Exercise aim »
Starting with the line that contains "Target: large blue sign", write out each line through the end of the listing, unchanged. Output nothing else.

◆ ◆ ◆ ◆

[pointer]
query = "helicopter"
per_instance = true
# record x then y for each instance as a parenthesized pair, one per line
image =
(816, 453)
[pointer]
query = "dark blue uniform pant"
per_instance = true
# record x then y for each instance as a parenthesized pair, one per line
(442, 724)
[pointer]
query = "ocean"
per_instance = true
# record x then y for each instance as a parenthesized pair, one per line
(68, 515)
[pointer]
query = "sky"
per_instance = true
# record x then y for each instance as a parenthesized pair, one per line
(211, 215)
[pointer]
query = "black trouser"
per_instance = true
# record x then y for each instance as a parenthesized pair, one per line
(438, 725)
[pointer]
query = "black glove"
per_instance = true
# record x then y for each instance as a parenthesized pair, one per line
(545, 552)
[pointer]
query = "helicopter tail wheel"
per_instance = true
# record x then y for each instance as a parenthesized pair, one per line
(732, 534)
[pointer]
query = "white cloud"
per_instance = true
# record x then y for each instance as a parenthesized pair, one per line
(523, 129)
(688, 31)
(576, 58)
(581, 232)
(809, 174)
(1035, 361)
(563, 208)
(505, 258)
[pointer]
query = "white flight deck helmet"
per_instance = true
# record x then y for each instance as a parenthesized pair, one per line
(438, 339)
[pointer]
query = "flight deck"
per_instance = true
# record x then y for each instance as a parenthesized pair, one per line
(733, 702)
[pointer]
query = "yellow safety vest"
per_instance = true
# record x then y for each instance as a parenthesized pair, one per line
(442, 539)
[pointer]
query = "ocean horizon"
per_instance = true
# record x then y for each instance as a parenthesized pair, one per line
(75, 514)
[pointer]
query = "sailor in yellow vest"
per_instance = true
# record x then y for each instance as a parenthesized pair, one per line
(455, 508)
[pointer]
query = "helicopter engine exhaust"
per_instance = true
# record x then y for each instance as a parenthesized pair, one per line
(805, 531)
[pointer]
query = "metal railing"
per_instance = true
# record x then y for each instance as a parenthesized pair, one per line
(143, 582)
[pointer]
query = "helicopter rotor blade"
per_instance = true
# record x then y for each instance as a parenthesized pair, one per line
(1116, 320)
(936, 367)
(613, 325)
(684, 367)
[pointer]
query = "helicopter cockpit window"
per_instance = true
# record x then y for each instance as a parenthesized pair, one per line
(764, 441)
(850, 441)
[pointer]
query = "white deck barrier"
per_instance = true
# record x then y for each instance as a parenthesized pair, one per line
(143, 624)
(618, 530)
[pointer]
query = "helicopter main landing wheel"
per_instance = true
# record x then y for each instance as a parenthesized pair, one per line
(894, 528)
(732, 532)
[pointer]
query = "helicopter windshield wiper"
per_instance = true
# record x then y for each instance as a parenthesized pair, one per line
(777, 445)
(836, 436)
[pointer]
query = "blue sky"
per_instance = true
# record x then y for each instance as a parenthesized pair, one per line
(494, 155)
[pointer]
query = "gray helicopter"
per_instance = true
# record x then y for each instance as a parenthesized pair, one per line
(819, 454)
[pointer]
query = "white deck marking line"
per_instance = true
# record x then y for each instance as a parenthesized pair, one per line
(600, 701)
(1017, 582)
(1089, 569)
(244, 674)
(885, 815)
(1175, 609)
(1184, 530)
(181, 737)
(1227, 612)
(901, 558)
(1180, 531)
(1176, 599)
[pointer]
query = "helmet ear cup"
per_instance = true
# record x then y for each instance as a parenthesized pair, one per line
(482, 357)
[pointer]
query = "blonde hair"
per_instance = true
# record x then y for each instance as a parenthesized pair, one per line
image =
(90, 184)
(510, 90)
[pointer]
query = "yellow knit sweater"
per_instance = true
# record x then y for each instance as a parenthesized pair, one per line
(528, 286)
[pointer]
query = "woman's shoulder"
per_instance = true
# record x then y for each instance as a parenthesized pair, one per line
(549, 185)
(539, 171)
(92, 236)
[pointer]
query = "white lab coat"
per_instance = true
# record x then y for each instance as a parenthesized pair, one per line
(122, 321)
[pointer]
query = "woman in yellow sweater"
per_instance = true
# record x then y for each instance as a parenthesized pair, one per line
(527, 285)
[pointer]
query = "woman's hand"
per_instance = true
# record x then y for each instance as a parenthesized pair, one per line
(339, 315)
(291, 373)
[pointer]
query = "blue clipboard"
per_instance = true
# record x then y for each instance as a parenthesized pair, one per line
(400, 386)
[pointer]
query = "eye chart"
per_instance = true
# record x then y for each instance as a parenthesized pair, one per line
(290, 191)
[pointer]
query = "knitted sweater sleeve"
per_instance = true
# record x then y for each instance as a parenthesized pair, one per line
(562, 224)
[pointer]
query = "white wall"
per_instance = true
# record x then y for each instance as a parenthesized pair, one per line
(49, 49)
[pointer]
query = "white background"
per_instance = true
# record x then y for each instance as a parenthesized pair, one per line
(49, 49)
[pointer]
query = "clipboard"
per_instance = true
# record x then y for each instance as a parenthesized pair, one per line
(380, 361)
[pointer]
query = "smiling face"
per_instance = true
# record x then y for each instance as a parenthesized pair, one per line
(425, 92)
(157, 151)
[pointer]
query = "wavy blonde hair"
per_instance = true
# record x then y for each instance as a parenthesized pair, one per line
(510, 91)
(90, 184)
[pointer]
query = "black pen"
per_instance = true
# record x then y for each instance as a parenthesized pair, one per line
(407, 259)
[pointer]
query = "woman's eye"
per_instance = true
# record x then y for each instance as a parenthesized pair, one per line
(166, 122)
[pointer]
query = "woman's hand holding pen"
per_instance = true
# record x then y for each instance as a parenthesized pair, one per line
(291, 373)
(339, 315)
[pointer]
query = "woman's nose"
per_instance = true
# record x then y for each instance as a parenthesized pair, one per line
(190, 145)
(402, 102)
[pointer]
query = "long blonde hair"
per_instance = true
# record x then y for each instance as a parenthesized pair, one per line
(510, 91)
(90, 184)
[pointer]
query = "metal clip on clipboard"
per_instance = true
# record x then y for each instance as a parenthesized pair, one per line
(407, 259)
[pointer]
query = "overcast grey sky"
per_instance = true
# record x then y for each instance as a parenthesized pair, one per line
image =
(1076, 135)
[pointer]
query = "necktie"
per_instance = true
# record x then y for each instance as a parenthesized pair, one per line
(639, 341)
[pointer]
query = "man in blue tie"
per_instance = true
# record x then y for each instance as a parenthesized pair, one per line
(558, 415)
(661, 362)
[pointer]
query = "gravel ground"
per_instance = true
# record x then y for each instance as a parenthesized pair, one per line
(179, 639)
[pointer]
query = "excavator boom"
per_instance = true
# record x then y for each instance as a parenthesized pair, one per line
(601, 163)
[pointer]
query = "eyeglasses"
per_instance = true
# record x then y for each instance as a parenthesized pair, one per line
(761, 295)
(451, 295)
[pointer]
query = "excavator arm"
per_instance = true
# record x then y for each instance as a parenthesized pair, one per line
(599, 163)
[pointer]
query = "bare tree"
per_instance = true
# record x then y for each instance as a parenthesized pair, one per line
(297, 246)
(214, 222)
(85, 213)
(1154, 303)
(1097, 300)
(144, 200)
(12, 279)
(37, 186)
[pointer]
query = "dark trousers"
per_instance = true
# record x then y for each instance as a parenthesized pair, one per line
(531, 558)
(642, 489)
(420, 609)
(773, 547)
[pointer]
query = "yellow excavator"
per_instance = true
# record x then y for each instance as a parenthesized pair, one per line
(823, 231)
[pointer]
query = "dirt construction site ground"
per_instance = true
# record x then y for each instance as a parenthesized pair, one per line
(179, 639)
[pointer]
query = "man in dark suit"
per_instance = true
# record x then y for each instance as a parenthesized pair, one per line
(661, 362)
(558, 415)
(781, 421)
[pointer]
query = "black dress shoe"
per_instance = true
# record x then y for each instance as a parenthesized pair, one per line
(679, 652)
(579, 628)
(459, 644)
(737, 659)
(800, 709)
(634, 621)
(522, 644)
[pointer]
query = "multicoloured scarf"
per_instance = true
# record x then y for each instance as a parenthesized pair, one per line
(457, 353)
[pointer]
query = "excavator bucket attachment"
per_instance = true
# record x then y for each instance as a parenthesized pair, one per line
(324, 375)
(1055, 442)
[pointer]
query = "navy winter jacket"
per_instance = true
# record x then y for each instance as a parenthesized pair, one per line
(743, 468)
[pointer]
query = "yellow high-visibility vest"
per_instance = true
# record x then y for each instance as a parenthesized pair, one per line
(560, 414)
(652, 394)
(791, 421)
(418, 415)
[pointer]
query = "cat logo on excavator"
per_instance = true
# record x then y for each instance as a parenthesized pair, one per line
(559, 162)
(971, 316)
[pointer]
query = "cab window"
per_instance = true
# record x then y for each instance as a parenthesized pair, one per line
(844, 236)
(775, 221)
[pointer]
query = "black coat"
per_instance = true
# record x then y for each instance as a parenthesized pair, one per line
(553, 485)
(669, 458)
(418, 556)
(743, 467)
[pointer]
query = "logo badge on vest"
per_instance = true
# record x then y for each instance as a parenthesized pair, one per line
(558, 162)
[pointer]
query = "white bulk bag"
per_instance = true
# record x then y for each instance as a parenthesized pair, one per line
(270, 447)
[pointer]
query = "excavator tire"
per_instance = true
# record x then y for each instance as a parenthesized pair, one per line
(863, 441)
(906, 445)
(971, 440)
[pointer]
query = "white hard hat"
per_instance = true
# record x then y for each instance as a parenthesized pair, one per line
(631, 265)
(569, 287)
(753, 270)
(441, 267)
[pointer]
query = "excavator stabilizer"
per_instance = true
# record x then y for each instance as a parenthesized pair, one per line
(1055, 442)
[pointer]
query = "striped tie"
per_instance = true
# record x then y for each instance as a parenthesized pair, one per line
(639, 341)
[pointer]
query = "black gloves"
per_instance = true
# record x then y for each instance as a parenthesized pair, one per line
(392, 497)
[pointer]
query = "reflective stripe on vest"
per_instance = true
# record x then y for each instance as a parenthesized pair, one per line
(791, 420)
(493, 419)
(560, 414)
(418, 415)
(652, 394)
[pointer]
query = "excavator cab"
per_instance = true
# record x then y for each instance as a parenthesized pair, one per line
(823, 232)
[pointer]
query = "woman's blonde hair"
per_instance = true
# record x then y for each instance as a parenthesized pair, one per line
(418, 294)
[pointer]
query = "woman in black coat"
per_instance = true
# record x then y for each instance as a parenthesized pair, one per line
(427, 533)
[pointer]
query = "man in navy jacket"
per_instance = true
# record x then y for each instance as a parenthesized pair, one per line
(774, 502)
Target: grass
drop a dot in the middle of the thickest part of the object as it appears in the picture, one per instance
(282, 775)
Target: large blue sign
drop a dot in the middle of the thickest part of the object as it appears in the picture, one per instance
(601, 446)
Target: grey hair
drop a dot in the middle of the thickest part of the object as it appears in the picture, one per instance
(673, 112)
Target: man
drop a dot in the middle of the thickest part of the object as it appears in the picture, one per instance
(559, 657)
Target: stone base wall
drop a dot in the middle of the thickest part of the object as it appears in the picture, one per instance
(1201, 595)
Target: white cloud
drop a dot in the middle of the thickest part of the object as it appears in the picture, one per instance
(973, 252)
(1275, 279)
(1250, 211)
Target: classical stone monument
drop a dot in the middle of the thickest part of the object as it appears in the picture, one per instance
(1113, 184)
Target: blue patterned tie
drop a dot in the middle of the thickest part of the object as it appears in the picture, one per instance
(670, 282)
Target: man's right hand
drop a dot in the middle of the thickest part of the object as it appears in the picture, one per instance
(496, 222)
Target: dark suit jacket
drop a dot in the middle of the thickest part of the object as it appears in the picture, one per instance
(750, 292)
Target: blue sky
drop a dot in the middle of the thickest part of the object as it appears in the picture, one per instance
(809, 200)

◆ ◆ ◆ ◆

Complete response »
Target: large blue sign
drop a dot in the middle of the thickest part of the object as it appears in the picture, one per instance
(601, 446)
Target: grey hair
drop a dot in the middle of the thickest part of the object as it appears in the picture, one per instance
(673, 112)
Target: man
drop a dot in the middle of the thickest part of the object as it appears in the picture, one per instance
(559, 657)
Target: stone base wall
drop a dot in the middle of the thickest part of the object as it appears in the picture, one per instance
(1201, 595)
Target: white cloud
drop a dot in the middle of the thickest part of the object as it appears in the picture, one per instance
(973, 252)
(1275, 279)
(1250, 211)
Target: classical stone monument
drop a dot in the middle of the thickest part of the object as it appears in the picture, one per instance
(1113, 184)
Target: blue patterned tie
drop a dot in the middle of the thickest part of the object as it appears in the picture, one per instance
(670, 282)
Target: man's right hand
drop a dot in the middle of the thickest part of the object as it appears in the picture, one per instance
(496, 222)
Target: dark suit jacket
drop a dot in the middle of the thickest part of the object as it appears in the picture, one per instance
(750, 292)
Target: blue sky
drop a dot in the middle of the thickest part of the object as it appears in the picture, one per instance
(809, 200)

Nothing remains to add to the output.